**What the exercise asks:**
Reproduce word for word the items from their first line through the line that contains "column 5, row 387", including both of those lines.

● ● ● ● ● ● ●

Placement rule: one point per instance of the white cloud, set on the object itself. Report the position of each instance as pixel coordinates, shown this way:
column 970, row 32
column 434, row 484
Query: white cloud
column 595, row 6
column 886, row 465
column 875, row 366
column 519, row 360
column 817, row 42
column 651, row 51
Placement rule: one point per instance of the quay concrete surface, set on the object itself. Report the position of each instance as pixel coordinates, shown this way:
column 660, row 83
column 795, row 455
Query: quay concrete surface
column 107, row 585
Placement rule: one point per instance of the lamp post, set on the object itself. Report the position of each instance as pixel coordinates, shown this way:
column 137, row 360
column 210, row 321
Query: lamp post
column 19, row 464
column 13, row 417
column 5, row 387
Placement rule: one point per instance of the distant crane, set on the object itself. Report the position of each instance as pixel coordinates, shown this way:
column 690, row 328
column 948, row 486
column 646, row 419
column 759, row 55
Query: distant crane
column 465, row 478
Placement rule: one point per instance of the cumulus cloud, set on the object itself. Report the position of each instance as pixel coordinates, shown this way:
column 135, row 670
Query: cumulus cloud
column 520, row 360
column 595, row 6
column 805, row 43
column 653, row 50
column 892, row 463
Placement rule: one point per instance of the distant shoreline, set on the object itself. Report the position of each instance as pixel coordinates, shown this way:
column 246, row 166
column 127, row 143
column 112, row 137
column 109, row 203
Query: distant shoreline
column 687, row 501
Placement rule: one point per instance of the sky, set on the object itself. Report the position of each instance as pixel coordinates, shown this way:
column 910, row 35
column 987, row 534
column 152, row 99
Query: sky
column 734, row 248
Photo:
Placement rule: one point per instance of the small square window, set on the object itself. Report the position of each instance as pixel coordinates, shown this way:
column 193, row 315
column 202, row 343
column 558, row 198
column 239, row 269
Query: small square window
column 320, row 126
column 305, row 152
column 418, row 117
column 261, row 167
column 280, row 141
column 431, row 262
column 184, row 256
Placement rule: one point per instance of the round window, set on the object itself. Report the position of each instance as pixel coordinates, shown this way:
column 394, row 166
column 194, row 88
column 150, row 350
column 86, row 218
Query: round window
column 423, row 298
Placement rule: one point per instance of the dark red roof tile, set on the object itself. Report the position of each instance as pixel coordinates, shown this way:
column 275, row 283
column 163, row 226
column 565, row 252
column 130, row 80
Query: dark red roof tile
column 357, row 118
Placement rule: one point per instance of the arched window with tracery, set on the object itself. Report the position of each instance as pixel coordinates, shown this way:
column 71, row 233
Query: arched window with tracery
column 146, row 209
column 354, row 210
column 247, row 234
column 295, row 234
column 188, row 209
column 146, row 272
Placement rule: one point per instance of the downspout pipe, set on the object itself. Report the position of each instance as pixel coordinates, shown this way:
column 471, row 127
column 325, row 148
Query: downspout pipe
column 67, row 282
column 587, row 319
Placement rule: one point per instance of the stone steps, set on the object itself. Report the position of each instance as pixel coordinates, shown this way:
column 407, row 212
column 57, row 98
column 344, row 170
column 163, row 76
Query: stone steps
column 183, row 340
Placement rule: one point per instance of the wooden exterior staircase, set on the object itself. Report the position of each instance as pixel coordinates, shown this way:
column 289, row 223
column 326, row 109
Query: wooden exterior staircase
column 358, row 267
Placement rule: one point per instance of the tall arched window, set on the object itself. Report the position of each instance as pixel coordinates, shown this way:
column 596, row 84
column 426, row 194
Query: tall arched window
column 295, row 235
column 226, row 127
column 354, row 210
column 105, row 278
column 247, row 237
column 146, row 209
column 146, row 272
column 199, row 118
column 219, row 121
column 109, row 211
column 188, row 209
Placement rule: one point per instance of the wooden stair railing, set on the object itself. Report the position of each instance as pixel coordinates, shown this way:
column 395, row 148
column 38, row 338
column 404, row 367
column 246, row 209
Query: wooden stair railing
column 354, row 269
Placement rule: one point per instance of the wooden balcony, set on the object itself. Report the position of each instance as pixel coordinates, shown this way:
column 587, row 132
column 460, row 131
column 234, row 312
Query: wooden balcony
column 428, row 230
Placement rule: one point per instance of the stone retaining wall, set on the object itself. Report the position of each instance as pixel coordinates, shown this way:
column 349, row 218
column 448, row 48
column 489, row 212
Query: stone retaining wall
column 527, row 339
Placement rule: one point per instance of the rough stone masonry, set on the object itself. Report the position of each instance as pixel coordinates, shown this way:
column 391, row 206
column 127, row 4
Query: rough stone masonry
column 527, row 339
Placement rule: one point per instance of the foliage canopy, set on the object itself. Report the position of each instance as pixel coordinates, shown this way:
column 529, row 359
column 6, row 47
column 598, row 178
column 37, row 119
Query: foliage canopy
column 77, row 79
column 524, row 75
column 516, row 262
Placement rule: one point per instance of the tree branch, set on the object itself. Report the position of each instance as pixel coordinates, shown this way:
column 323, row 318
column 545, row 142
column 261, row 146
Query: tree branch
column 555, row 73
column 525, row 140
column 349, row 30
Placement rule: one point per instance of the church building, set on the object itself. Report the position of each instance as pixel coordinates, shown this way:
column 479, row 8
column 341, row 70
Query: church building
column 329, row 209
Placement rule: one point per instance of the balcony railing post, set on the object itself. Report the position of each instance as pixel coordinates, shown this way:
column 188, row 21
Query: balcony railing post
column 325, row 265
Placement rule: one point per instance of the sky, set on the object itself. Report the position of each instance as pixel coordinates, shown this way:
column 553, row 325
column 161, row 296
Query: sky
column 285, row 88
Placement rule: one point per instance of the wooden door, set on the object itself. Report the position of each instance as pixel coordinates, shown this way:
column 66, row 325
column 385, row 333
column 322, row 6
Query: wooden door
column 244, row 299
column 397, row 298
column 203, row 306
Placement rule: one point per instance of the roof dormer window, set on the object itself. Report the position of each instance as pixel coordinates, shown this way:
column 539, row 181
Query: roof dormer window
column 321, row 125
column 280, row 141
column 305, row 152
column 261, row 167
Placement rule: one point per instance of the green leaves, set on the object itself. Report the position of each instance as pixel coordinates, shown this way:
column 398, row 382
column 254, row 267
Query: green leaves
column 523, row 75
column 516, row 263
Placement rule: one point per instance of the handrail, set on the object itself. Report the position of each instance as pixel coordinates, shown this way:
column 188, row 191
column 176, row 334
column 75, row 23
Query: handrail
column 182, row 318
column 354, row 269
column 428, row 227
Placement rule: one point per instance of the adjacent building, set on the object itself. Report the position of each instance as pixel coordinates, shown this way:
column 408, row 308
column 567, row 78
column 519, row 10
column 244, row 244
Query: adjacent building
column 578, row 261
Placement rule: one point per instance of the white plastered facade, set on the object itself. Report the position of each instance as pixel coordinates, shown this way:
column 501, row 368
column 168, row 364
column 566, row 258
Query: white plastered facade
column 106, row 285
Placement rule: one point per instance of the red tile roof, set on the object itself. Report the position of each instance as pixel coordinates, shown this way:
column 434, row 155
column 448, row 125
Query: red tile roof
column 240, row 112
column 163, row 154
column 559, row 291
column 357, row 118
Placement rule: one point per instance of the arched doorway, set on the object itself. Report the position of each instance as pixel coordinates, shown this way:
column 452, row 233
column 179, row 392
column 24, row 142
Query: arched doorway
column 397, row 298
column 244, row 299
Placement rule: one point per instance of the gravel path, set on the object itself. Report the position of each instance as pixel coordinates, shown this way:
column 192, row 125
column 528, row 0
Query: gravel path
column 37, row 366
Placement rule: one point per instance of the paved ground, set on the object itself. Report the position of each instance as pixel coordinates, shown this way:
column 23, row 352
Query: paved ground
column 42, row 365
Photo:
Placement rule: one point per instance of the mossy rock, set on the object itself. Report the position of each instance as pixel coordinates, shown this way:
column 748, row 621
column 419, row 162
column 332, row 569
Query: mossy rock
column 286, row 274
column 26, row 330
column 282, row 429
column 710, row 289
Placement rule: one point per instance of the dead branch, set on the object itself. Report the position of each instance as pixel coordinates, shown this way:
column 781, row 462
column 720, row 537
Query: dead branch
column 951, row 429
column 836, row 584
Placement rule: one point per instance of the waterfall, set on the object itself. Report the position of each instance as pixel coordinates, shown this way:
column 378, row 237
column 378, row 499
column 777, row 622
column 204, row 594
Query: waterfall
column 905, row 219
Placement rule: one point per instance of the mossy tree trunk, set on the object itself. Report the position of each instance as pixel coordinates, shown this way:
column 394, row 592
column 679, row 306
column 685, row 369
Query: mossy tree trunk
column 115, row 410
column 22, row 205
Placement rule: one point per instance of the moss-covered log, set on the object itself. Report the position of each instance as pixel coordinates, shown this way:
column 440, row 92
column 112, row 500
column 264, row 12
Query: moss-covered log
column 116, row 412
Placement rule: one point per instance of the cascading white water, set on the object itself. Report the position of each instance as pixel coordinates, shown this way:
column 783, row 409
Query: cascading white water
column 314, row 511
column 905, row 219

● ● ● ● ● ● ●

**Written answer:**
Placement rule: one point per instance of the white cloud, set on the object itself. Report the position of each instance as pixel coordinates, shown this way:
column 970, row 32
column 434, row 484
Query: white cloud
column 595, row 6
column 886, row 465
column 875, row 366
column 519, row 360
column 817, row 42
column 651, row 51
Placement rule: one point per instance of the quay concrete surface, set on the object itself. Report the position of each instance as pixel coordinates, shown this way:
column 660, row 83
column 795, row 455
Query: quay concrete surface
column 107, row 585
Placement rule: one point per instance of the lamp post, set on the object itself. Report the position of each instance as pixel coordinates, shown this way:
column 137, row 360
column 210, row 321
Query: lamp post
column 19, row 464
column 13, row 417
column 5, row 387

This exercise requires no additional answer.